→ **Problem set**:
a) Transcribe everything on the blog page from "Despite loosing our" down to "we all should.".
b) Condense the paragraph of the blog page that begins "WHEN, a few years ago" into a shorter version that keeps its main facts.
c) On the blog page, what two things does the Canada Day weekend post urge every citizen to do?

→ **Selected passage**:
--- BEGIN ---
Saturday, June 30, 2007


Despite loosing our status in the world, despite crumbling infrastructure, increasingly poor governance at all levels of government and despite any number of problems going unaddressed that will cause major problems for us all down the road...

We should still feel very fortunate to live in this country. It provides us with the ability to fix all of our problems even if we choose not to.

This country has done a lot of good and will continue to do so. I am proud to be Canadian, we all should.

This Canada day weekend I would urge all of you to do two things, two things that each and every citizen needs to do to ensure our Country stays a world class place to be 1) learn about your country. 2) work to make your country a better place. it needs the help.



Sunday, June 24, 2007


Really great article from the last edition of the Economist

"Absurd titles


Jun 14th 2007
From The Economist print edition

It is time to let the Russian royal family rest in peace

Peter Schrank

WHEN, a few years ago, word came that British bird lovers anxious about the decline of the house sparrow had appointed a sparrow tsar, it seemed that the tsar vogue must have reached its zenith. France already had a crime tsar, London a traffic tsar, Japan a banking tsar, the European Union a foreign-policy tsar, and America had tsars for adoption, baseball, B-movies, manufacturing, record labels, you name it. No one, however, could outdo the sparrow tsar, or so you might think. Surely he would prove to be not so much the reductio ad absurdum as the dernier cri, the ne plus ultra in the once-rarefied realm of tsardom? But no. The latest newcomer, unless one has been added since you started this paragraph, is President George Bush's war tsar.
--- END ---
→ **Given data**:
--- BEGIN ---
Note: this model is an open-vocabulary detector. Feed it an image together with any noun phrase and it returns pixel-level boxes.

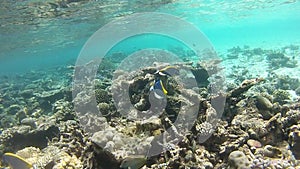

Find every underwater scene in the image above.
[0,0,300,169]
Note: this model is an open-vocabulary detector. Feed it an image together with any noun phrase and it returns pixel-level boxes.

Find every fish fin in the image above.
[160,80,168,94]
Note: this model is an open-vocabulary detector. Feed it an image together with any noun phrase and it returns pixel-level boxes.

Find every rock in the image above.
[255,96,273,110]
[288,124,300,160]
[228,151,251,169]
[7,104,22,115]
[247,139,262,148]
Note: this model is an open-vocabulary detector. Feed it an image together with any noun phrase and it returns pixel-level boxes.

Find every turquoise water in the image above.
[0,0,300,169]
[0,0,300,74]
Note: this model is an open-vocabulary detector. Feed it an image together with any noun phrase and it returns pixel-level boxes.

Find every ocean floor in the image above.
[0,45,300,169]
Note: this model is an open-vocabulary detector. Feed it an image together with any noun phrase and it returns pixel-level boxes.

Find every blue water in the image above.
[0,0,300,74]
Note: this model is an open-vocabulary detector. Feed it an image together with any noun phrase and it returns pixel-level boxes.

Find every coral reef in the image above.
[0,44,300,169]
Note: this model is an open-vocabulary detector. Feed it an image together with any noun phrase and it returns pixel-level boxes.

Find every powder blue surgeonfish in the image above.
[3,153,36,169]
[150,79,168,95]
[155,66,179,76]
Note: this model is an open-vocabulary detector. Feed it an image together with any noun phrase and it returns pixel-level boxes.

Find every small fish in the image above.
[150,79,168,95]
[120,155,147,169]
[3,153,36,169]
[155,66,179,76]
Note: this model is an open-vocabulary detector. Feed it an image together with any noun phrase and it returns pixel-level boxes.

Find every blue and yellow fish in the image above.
[150,79,168,95]
[154,66,179,76]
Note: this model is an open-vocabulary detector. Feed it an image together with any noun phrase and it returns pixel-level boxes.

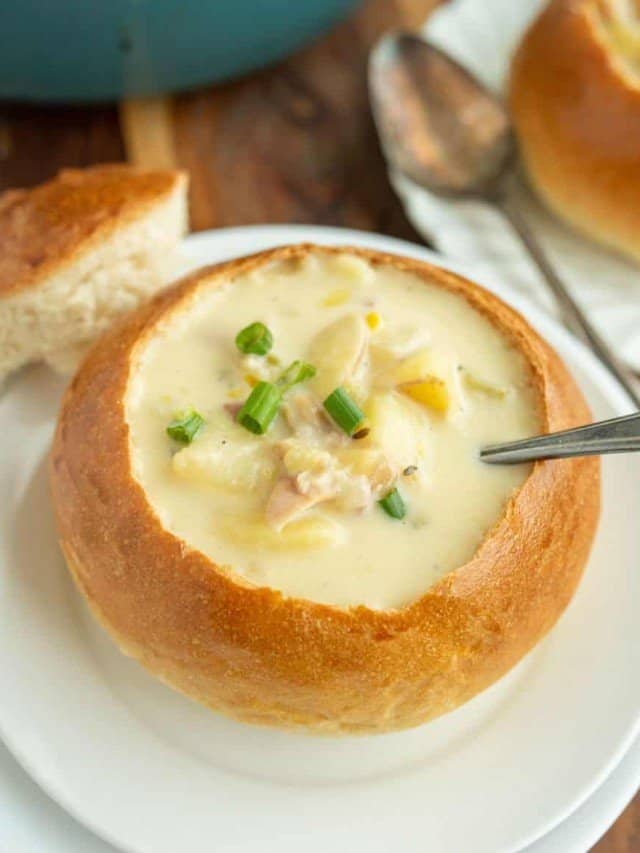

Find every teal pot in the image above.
[0,0,357,101]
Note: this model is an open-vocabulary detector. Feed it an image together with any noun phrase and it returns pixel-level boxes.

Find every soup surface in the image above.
[126,252,538,609]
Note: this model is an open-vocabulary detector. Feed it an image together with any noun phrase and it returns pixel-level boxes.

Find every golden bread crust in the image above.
[509,0,640,259]
[0,164,187,298]
[51,245,599,733]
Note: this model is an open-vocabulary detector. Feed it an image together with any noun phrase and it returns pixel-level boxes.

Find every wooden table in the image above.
[0,0,640,853]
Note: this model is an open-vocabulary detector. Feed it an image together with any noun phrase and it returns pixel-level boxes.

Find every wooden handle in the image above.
[119,98,177,169]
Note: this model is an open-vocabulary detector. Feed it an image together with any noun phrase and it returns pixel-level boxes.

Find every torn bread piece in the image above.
[0,164,188,382]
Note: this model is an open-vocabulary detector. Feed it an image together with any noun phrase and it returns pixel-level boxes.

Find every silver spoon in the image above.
[480,412,640,465]
[369,33,640,409]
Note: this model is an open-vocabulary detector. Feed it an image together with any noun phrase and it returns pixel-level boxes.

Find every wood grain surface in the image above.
[0,0,640,853]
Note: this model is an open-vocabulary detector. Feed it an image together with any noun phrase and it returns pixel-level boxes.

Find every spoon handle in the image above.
[480,412,640,465]
[498,198,640,409]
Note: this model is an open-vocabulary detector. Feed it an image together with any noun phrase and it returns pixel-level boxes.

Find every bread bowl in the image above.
[0,164,187,382]
[509,0,640,260]
[51,245,599,734]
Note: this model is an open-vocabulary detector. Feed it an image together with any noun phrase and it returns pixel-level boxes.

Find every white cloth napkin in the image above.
[393,0,640,362]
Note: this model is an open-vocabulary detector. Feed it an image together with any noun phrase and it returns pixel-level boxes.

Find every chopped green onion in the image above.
[276,361,316,394]
[378,489,407,518]
[236,382,282,435]
[236,323,273,355]
[236,361,316,435]
[167,409,204,444]
[322,388,365,435]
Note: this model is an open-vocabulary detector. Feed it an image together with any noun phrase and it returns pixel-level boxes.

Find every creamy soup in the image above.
[127,253,538,609]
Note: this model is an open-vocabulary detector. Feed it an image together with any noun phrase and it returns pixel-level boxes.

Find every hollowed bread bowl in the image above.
[51,244,599,733]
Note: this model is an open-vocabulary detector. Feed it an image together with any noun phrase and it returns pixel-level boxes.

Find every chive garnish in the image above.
[236,382,282,435]
[276,360,316,394]
[236,323,273,355]
[167,409,204,444]
[378,489,407,519]
[236,361,316,435]
[322,388,364,435]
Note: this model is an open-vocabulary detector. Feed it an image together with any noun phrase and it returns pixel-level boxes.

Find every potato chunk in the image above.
[363,392,429,475]
[171,433,278,492]
[308,314,369,400]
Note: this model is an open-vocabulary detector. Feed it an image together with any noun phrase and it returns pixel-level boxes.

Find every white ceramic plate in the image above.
[0,227,640,853]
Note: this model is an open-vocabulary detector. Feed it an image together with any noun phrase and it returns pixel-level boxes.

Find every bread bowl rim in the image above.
[51,243,599,731]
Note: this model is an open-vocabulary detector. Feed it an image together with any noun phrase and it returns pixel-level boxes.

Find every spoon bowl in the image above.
[369,33,516,197]
[369,32,640,409]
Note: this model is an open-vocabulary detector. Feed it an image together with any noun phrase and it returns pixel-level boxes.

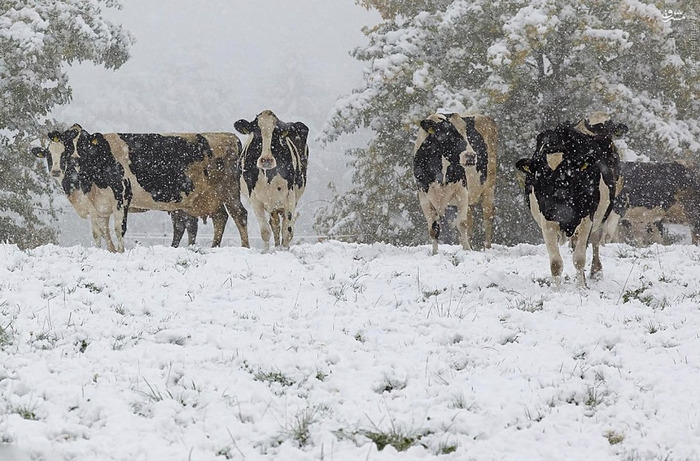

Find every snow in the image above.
[0,241,700,461]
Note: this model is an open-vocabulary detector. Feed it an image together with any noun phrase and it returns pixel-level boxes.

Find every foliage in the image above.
[317,0,700,244]
[0,0,132,248]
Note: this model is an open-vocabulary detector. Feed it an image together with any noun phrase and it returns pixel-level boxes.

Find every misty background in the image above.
[51,0,380,247]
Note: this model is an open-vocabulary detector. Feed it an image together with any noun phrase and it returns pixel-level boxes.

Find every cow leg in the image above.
[542,221,564,286]
[573,218,600,287]
[251,199,272,252]
[186,215,199,246]
[418,191,440,255]
[90,213,102,248]
[170,210,185,248]
[280,193,297,248]
[113,207,126,253]
[481,189,494,249]
[591,223,606,279]
[455,188,474,251]
[92,214,117,253]
[282,208,295,248]
[211,206,228,248]
[270,210,284,247]
[226,197,250,248]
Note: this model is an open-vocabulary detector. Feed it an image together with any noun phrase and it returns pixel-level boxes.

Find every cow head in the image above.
[419,114,476,167]
[41,124,83,183]
[576,112,629,141]
[233,110,309,170]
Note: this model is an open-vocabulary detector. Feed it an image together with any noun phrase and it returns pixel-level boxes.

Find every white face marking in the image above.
[547,152,564,171]
[49,141,66,178]
[257,110,278,170]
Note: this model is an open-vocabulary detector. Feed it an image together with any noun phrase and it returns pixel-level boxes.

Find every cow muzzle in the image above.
[258,156,277,170]
[459,150,476,167]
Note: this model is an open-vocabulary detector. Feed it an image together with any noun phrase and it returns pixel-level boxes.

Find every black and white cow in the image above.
[609,162,700,246]
[234,110,309,251]
[32,136,132,252]
[413,114,498,254]
[170,210,199,248]
[516,118,626,286]
[35,125,249,251]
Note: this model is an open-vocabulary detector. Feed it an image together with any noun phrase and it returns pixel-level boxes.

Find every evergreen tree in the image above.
[0,0,132,248]
[317,0,700,244]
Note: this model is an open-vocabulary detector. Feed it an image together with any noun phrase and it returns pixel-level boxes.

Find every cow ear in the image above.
[233,119,253,134]
[420,119,437,134]
[287,122,309,139]
[614,123,629,137]
[32,147,46,158]
[515,158,532,174]
[65,127,82,139]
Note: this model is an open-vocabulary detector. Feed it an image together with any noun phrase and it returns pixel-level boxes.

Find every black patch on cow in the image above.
[413,119,467,192]
[462,117,489,184]
[516,124,617,237]
[614,162,700,236]
[234,117,309,191]
[119,133,213,203]
[615,162,698,215]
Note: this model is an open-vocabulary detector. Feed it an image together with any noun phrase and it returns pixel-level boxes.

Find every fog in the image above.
[52,0,379,247]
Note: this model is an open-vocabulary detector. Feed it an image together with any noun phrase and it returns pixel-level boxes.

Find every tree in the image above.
[0,0,133,248]
[317,0,700,244]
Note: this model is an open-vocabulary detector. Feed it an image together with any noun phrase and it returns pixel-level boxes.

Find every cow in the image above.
[515,121,627,287]
[32,141,131,253]
[234,110,309,252]
[169,210,199,248]
[609,162,700,246]
[35,124,249,251]
[413,113,498,254]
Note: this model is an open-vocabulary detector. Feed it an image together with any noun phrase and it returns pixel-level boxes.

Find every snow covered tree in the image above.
[0,0,132,247]
[317,0,700,244]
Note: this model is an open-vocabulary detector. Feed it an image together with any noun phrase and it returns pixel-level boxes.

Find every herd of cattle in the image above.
[32,110,700,285]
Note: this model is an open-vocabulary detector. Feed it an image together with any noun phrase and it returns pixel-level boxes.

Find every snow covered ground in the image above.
[0,242,700,461]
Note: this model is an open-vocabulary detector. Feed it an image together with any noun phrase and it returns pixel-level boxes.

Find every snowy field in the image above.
--- END ---
→ **Completed exercise**:
a)
Despite loosing our status in the world, despite crumbling infrastructure, increasingly poor governance at all levels of government and despite any number of problems going unaddressed that will cause major problems for us all down the road...

We should still feel very fortunate to live in this country. It provides us with the ability to fix all of our problems even if we choose not to.

This country has done a lot of good and will continue to do so. I am proud to be Canadian, we all should.

b) When British bird lovers worried about the declining house sparrow appointed a sparrow tsar a few years ago, the fashion for tsars seemed to have peaked. France already had a crime tsar, London a traffic tsar, Japan a banking tsar, and the European Union a foreign-policy tsar. America had tsars for adoption, baseball, B-movies, manufacturing and record labels. The sparrow tsar looked like the height of absurdity, but the latest newcomer is President George Bush's war tsar.

c) Learn about their country and work to make it a better place.